O
filósofo e professor Vladimir Safatle em entrevista sobre a situação política
nacional, foi claro e conciso ao definir a velha democracia como algo morto,
desmoronado. O regime político de conciliação de classes, que surge como
“resultado de um medo de que a classe popular e operária desertasse o
capitalismo e entrasse em outra via” – nas palavras do professor morre e, em
seu lugar, a que melhor pode cumprir a tarefa de operar a velha ordem é a
extrema-direita. Ele analisa que provavelmente o que nos espera no futuro é “um
autoritarismo aberto mesmo”. Nesse sentido, é preciso ruptura ou, em suas
palavras: “A esquerda revolucionária precisa se preparar para esses cenários”
por Jailson de Souza no site A Nova Democracia – Sociedade e
a Luta Popular Ininteligível pelas
Esquerdas Brasileiras
Foto Rodrigo Duarte Baptista/AND.
Para Safatle, a conciliação de classes foi produto do medo de que o
proletariado tomasse o caminho da luta revolucionária
ANova Democracia
(AND): O que você pensa da repercussão pessimista que tiveram as jornadas de
2013 entre parcelas da intelectualidade?
Vladimir
Safatle: As
jornadas de 2013 são realmente um marco da vida política do país e um divisor
de águas. Você percebe claramente, a depender do posicionamento diante dos
protestos de 2013, quem está dentro de um processo de abertura para outras
formas de experiência social e aqueles que têm uma visão muito defensiva, de
preservar o mesmo modelo de gerenciamento social, econômico e político que fora
implementado de modo mais ou menos igual desde o fim da ditadura militar. Eu
sempre defendi que ali estávamos jogando os próximos capítulos da história
nacional e que não havia nenhum sentido temer essa tomada das ruas pela
população, por mais que fosse um processo contraditório, com várias forças,
como foi desde o princípio – porque isso é absolutamente natural.
Marx, no
18 de Brumário, tenta entender como uma revolução popular, em 1848, pôde gerar
Napoleão III, ou seja, como pôde gerar o fortalecimento cínico de um poder
imperial, extremamente violento e reacionário. Foi como em 2013. E é um sintoma
muito claro de que a esquerda brasileira não entendeu isso. Onde a esquerda
brasileira, ou seus setores hegemônicos, onde estavam? Estavam longe de uma
possibilidade de escutar as ruas, mas longe também de agir através delas.
Essas
manifestações, sua espontaneidade expressam a recusa de seguir um modelo
institucional vigente. Isso é claro. Óbvio que essa recusa pode dar em coisas
diferentes: em uma regressão social, de cunho protofascista, ou numa
transformação revolucionária efetiva.
AND:
Quais são as perspectivas para a próxima eleição?

* **DADOS FORNECIDOS**

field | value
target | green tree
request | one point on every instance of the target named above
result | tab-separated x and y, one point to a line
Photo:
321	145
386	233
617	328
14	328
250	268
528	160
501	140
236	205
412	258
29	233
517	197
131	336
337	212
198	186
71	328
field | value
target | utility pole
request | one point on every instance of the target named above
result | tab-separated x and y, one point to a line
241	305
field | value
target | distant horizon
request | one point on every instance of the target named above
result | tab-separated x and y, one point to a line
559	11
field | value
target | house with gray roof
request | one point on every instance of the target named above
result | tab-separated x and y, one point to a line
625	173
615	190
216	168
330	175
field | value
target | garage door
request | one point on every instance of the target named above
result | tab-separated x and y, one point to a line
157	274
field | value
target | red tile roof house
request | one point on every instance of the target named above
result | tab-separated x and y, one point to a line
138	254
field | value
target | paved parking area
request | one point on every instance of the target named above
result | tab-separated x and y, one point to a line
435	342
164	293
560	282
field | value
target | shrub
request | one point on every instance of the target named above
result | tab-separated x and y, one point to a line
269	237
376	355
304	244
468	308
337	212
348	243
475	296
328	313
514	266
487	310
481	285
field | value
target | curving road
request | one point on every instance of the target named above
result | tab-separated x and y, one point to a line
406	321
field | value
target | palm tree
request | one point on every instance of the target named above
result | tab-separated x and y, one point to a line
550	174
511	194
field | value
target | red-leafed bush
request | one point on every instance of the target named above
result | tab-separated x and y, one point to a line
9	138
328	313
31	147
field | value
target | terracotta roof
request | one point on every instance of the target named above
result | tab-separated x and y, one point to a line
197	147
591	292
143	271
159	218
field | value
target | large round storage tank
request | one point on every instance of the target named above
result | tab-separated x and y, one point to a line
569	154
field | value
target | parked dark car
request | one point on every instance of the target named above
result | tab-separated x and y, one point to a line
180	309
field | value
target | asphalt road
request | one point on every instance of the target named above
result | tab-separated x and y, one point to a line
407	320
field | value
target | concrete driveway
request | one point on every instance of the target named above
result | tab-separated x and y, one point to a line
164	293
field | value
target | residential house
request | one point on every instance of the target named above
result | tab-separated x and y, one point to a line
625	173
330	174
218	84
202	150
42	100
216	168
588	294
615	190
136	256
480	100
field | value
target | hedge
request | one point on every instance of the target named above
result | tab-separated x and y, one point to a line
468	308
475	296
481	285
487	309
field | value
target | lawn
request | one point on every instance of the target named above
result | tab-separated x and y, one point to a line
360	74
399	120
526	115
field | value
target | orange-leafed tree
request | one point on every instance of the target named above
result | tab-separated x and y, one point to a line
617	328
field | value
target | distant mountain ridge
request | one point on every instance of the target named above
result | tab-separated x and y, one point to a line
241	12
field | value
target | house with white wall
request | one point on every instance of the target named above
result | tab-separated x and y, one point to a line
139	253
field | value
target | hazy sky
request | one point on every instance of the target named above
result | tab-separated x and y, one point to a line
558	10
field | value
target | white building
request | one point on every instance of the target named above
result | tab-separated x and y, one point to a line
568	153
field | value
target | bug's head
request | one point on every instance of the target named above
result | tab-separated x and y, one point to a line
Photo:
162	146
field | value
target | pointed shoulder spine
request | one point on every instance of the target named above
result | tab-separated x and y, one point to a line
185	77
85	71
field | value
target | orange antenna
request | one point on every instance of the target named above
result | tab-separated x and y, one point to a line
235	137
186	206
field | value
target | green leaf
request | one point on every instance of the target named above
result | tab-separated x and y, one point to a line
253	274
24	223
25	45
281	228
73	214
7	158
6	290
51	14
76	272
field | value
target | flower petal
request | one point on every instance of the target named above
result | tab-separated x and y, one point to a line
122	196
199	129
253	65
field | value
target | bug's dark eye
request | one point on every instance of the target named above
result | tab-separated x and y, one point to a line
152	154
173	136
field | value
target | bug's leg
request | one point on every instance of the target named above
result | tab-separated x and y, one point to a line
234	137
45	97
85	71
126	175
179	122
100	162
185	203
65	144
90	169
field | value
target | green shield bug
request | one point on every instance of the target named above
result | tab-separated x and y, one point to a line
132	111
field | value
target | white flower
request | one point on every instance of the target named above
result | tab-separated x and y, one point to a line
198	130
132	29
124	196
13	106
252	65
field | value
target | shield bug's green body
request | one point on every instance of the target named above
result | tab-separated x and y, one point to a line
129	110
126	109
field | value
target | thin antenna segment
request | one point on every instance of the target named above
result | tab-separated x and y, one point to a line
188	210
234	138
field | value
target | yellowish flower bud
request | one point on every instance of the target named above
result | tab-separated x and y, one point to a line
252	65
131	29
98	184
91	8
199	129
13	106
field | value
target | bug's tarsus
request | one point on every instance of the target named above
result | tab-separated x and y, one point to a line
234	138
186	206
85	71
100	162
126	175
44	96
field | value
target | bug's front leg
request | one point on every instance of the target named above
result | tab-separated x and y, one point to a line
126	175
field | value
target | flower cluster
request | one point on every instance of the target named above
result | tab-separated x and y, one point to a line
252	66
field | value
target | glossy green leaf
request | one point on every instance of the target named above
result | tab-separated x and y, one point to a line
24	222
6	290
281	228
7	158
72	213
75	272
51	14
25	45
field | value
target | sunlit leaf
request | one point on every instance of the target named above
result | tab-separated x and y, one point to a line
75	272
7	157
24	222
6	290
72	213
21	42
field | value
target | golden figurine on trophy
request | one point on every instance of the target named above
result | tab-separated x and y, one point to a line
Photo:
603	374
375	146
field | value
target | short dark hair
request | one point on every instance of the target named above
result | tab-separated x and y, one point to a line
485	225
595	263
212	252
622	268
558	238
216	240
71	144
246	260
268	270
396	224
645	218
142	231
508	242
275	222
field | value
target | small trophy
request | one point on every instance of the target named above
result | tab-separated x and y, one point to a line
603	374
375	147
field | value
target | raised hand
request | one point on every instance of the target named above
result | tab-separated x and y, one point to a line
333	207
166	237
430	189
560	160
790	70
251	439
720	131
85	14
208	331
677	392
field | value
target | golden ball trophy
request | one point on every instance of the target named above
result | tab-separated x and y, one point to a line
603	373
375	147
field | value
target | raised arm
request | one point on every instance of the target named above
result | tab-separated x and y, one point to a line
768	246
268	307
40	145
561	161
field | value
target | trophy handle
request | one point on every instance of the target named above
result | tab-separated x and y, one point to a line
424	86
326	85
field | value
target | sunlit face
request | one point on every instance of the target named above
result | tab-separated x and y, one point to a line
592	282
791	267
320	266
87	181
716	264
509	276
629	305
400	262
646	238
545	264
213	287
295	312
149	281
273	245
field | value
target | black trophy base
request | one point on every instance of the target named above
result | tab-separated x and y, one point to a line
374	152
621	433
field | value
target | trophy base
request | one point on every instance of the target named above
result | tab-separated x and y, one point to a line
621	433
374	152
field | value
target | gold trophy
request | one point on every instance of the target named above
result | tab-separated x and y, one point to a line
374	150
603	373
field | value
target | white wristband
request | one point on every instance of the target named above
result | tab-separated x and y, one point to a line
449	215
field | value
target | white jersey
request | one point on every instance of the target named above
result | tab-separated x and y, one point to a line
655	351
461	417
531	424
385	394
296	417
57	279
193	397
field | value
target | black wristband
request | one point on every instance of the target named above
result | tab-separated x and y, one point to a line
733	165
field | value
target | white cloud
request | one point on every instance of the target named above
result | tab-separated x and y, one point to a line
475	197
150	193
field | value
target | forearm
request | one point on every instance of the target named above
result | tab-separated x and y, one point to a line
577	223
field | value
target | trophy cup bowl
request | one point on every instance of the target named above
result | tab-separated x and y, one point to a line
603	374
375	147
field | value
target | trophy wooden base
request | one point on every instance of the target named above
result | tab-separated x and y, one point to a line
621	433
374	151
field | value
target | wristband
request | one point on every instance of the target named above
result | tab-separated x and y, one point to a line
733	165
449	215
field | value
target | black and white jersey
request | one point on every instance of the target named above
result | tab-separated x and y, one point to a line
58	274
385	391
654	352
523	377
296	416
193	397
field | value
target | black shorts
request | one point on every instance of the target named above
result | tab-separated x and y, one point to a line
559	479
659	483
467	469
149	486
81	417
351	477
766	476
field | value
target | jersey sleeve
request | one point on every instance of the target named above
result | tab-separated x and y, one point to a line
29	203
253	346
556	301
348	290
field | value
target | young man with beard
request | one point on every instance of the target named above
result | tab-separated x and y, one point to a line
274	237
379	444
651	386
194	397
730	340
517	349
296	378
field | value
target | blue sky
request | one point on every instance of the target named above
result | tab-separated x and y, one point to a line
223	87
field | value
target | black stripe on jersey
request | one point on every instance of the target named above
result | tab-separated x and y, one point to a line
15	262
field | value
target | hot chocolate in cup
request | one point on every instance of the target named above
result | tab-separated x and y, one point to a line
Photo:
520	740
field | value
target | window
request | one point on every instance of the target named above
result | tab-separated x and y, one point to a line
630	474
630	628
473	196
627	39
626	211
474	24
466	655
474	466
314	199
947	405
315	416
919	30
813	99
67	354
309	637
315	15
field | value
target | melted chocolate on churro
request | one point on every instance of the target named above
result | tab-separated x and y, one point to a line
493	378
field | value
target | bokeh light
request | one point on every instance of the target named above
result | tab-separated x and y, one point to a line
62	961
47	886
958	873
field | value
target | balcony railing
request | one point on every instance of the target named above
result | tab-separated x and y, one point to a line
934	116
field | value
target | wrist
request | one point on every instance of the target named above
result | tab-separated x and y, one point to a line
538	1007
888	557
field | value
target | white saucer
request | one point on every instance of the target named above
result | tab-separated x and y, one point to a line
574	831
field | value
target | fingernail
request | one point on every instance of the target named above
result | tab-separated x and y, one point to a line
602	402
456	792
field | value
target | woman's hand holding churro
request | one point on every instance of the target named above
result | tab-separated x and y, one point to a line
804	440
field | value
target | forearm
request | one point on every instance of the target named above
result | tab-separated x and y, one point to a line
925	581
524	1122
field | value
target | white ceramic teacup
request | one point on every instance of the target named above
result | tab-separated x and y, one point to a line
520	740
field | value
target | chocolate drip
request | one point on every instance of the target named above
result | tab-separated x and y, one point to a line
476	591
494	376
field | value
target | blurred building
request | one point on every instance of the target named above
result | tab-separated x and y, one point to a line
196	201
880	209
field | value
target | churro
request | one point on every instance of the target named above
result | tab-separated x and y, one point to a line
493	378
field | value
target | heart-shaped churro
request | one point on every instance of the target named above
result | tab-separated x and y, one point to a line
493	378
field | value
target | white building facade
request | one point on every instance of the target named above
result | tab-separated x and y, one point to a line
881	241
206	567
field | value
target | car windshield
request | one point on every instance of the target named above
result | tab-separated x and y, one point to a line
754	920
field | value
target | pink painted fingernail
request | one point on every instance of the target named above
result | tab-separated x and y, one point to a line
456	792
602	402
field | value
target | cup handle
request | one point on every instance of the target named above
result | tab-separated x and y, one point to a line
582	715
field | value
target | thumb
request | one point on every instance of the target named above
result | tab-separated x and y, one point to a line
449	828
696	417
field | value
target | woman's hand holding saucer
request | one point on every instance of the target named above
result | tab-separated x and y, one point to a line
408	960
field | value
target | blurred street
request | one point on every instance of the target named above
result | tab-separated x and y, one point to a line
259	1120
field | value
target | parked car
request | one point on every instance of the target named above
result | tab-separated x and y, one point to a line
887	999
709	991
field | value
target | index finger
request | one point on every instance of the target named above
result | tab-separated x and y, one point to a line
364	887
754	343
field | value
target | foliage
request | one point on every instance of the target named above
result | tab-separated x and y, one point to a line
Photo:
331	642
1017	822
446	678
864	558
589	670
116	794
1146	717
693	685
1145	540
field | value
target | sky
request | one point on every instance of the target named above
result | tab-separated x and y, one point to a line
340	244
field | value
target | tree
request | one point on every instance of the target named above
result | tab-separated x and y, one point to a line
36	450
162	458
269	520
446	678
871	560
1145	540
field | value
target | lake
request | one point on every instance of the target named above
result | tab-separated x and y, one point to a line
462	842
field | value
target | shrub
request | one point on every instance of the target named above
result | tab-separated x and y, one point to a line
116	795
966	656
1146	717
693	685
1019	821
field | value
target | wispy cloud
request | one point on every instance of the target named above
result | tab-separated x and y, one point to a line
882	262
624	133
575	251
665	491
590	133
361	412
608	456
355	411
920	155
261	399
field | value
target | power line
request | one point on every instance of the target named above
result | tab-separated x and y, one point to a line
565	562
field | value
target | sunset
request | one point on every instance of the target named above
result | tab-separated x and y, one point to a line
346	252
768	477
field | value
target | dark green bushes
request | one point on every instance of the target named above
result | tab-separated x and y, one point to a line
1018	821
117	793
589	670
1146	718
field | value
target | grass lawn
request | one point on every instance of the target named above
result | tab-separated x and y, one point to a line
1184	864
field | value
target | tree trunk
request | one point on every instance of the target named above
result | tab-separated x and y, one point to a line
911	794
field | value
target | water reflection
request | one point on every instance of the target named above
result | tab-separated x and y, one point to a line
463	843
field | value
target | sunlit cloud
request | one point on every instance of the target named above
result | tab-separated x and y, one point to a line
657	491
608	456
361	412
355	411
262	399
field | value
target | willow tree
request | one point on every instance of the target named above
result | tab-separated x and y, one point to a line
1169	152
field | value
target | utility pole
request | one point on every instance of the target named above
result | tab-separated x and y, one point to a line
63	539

* **OBJETIVO DA TAREFA**
Segundo Vladimir Safatle no trecho, o regime de conciliação de classes surgiu como resultado de qual medo? Os dados vêm de uma fonte distinta da do trecho.

* **RESPOSTA REDIGIDA**
Do medo de que a classe popular e operária desertasse o capitalismo e entrasse em outra via.